Dataset rows
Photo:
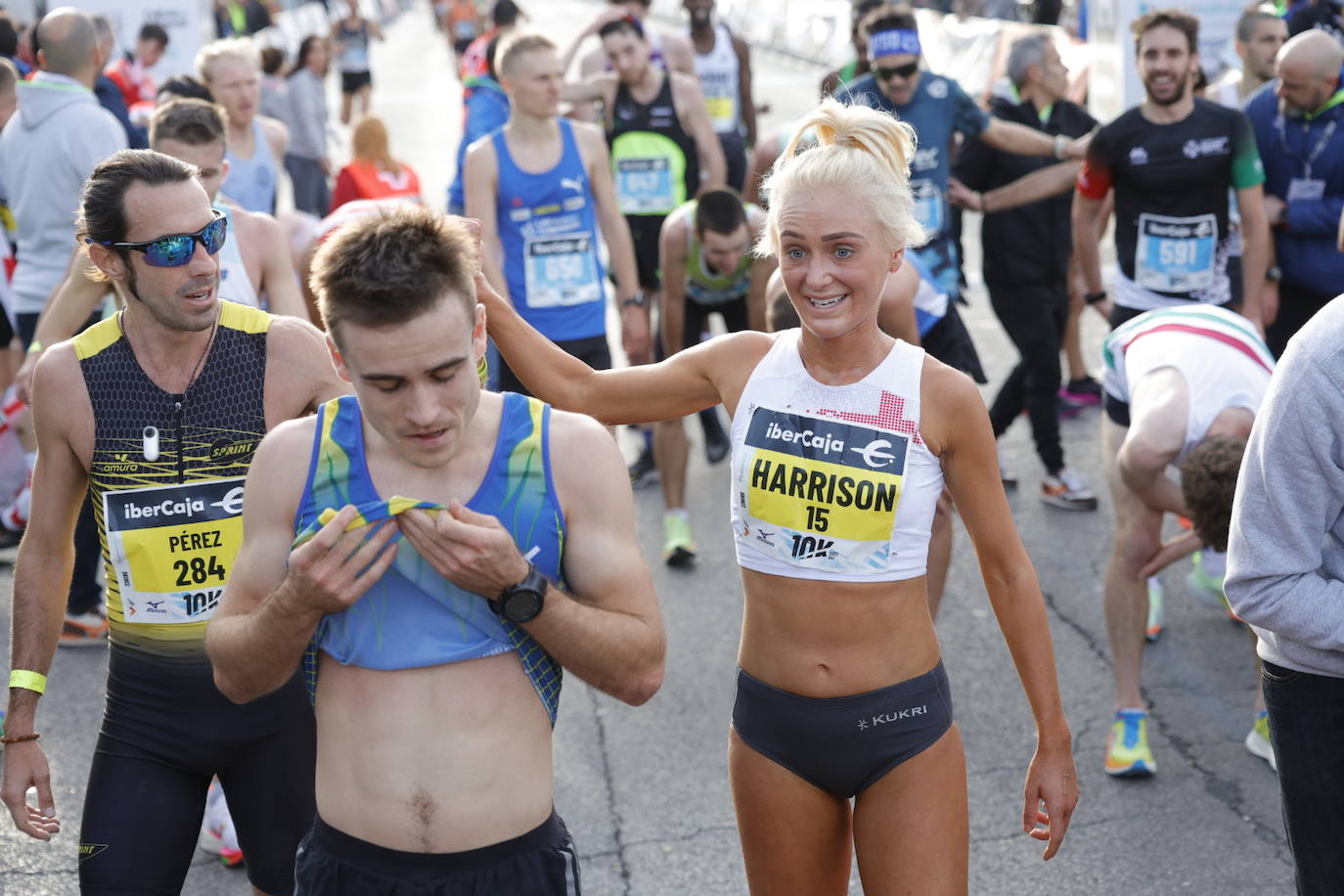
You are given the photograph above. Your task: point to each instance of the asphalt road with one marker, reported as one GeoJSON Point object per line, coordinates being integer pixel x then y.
{"type": "Point", "coordinates": [646, 790]}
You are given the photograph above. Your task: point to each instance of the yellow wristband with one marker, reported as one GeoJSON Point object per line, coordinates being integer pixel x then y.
{"type": "Point", "coordinates": [28, 680]}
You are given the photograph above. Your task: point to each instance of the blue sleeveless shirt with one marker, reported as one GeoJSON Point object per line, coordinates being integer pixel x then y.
{"type": "Point", "coordinates": [413, 617]}
{"type": "Point", "coordinates": [549, 231]}
{"type": "Point", "coordinates": [251, 182]}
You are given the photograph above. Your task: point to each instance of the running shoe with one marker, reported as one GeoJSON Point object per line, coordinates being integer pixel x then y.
{"type": "Point", "coordinates": [83, 630]}
{"type": "Point", "coordinates": [715, 439]}
{"type": "Point", "coordinates": [1082, 391]}
{"type": "Point", "coordinates": [678, 543]}
{"type": "Point", "coordinates": [1156, 618]}
{"type": "Point", "coordinates": [216, 828]}
{"type": "Point", "coordinates": [1127, 745]}
{"type": "Point", "coordinates": [644, 470]}
{"type": "Point", "coordinates": [1006, 474]}
{"type": "Point", "coordinates": [1067, 489]}
{"type": "Point", "coordinates": [1257, 740]}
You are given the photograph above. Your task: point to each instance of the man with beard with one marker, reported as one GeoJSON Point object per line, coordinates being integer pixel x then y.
{"type": "Point", "coordinates": [1296, 125]}
{"type": "Point", "coordinates": [1171, 161]}
{"type": "Point", "coordinates": [1260, 34]}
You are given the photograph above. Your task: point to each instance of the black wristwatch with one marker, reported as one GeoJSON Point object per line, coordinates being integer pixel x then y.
{"type": "Point", "coordinates": [521, 602]}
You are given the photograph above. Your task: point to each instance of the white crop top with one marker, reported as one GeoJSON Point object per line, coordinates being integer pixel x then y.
{"type": "Point", "coordinates": [832, 482]}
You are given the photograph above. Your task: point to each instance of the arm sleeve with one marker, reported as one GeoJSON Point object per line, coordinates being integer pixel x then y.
{"type": "Point", "coordinates": [1096, 176]}
{"type": "Point", "coordinates": [344, 191]}
{"type": "Point", "coordinates": [1289, 497]}
{"type": "Point", "coordinates": [1247, 169]}
{"type": "Point", "coordinates": [969, 119]}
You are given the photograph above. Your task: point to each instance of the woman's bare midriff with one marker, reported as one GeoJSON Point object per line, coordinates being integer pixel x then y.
{"type": "Point", "coordinates": [433, 760]}
{"type": "Point", "coordinates": [834, 639]}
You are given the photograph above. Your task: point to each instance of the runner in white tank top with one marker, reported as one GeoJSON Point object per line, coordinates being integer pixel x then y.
{"type": "Point", "coordinates": [841, 441]}
{"type": "Point", "coordinates": [1183, 385]}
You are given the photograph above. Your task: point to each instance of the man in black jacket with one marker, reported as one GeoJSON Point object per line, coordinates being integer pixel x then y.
{"type": "Point", "coordinates": [1026, 259]}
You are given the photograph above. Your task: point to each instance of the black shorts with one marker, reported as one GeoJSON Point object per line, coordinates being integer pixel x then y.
{"type": "Point", "coordinates": [167, 730]}
{"type": "Point", "coordinates": [541, 863]}
{"type": "Point", "coordinates": [644, 234]}
{"type": "Point", "coordinates": [696, 323]}
{"type": "Point", "coordinates": [355, 81]}
{"type": "Point", "coordinates": [593, 351]}
{"type": "Point", "coordinates": [843, 744]}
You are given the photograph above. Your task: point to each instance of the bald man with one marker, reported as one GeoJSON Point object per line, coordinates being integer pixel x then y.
{"type": "Point", "coordinates": [1297, 126]}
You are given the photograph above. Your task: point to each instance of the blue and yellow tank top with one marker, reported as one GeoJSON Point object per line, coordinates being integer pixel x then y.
{"type": "Point", "coordinates": [549, 233]}
{"type": "Point", "coordinates": [413, 617]}
{"type": "Point", "coordinates": [167, 477]}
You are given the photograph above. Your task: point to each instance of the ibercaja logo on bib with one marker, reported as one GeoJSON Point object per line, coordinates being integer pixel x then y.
{"type": "Point", "coordinates": [172, 548]}
{"type": "Point", "coordinates": [830, 486]}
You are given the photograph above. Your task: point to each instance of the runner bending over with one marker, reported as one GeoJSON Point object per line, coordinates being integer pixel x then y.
{"type": "Point", "coordinates": [840, 450]}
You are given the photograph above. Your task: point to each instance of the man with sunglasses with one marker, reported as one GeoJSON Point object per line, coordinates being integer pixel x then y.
{"type": "Point", "coordinates": [937, 108]}
{"type": "Point", "coordinates": [157, 413]}
{"type": "Point", "coordinates": [1297, 129]}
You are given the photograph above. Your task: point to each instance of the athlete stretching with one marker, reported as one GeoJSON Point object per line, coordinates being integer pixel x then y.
{"type": "Point", "coordinates": [157, 413]}
{"type": "Point", "coordinates": [841, 441]}
{"type": "Point", "coordinates": [444, 649]}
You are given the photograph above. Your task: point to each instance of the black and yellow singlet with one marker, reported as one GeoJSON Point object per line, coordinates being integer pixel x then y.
{"type": "Point", "coordinates": [169, 508]}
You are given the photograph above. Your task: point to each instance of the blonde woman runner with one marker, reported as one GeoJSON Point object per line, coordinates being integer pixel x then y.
{"type": "Point", "coordinates": [843, 437]}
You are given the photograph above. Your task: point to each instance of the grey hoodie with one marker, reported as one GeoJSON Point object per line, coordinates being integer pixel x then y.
{"type": "Point", "coordinates": [47, 151]}
{"type": "Point", "coordinates": [1285, 561]}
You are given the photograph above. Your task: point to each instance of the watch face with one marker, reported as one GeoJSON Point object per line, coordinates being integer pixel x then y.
{"type": "Point", "coordinates": [523, 605]}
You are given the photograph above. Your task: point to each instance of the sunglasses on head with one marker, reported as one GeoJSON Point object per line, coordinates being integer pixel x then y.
{"type": "Point", "coordinates": [905, 71]}
{"type": "Point", "coordinates": [176, 250]}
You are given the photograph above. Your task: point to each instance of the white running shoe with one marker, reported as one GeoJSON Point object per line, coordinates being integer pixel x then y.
{"type": "Point", "coordinates": [1067, 489]}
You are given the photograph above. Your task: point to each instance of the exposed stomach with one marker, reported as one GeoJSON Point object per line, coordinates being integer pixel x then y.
{"type": "Point", "coordinates": [438, 759]}
{"type": "Point", "coordinates": [834, 639]}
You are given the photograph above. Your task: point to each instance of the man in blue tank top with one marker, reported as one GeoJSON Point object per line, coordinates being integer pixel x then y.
{"type": "Point", "coordinates": [541, 186]}
{"type": "Point", "coordinates": [439, 619]}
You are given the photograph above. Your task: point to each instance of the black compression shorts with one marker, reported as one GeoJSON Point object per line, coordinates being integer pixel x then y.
{"type": "Point", "coordinates": [541, 863]}
{"type": "Point", "coordinates": [165, 733]}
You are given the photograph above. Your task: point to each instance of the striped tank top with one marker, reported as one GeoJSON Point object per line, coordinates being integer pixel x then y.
{"type": "Point", "coordinates": [167, 477]}
{"type": "Point", "coordinates": [413, 617]}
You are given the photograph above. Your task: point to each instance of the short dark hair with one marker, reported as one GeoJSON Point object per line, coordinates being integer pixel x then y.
{"type": "Point", "coordinates": [8, 35]}
{"type": "Point", "coordinates": [388, 267]}
{"type": "Point", "coordinates": [626, 23]}
{"type": "Point", "coordinates": [189, 121]}
{"type": "Point", "coordinates": [184, 86]}
{"type": "Point", "coordinates": [1183, 22]}
{"type": "Point", "coordinates": [103, 202]}
{"type": "Point", "coordinates": [1253, 15]}
{"type": "Point", "coordinates": [1208, 482]}
{"type": "Point", "coordinates": [721, 211]}
{"type": "Point", "coordinates": [272, 61]}
{"type": "Point", "coordinates": [504, 14]}
{"type": "Point", "coordinates": [888, 17]}
{"type": "Point", "coordinates": [154, 31]}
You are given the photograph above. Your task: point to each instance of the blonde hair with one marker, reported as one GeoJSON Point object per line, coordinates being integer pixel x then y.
{"type": "Point", "coordinates": [515, 45]}
{"type": "Point", "coordinates": [861, 151]}
{"type": "Point", "coordinates": [369, 143]}
{"type": "Point", "coordinates": [226, 49]}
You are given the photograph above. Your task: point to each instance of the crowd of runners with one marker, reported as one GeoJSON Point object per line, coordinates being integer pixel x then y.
{"type": "Point", "coordinates": [351, 474]}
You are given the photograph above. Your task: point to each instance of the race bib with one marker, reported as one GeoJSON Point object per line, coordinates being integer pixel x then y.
{"type": "Point", "coordinates": [1175, 254]}
{"type": "Point", "coordinates": [1303, 190]}
{"type": "Point", "coordinates": [172, 548]}
{"type": "Point", "coordinates": [560, 270]}
{"type": "Point", "coordinates": [722, 112]}
{"type": "Point", "coordinates": [644, 187]}
{"type": "Point", "coordinates": [820, 493]}
{"type": "Point", "coordinates": [929, 205]}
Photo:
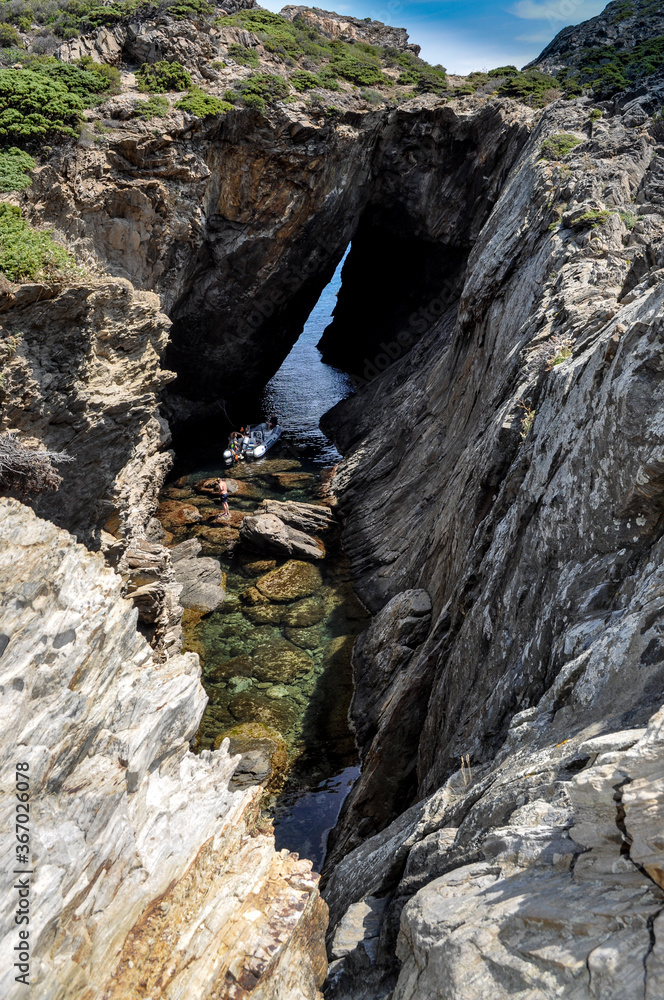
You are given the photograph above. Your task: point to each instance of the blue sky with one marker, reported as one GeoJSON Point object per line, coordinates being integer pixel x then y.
{"type": "Point", "coordinates": [466, 36]}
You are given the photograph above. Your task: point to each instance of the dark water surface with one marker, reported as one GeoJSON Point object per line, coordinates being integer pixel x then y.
{"type": "Point", "coordinates": [282, 663]}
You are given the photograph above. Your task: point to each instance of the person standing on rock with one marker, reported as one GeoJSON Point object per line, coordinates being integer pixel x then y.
{"type": "Point", "coordinates": [222, 489]}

Problem requirements -
Return the stretch from the line containing "of the person" through the end of the data, unchanged.

Exercise answer -
You are given the photograph above. Your task: point to each instance of the person standing on rock with one marker, reported as one GeoJSON Point object per line, coordinates being integer pixel x then y.
{"type": "Point", "coordinates": [222, 489]}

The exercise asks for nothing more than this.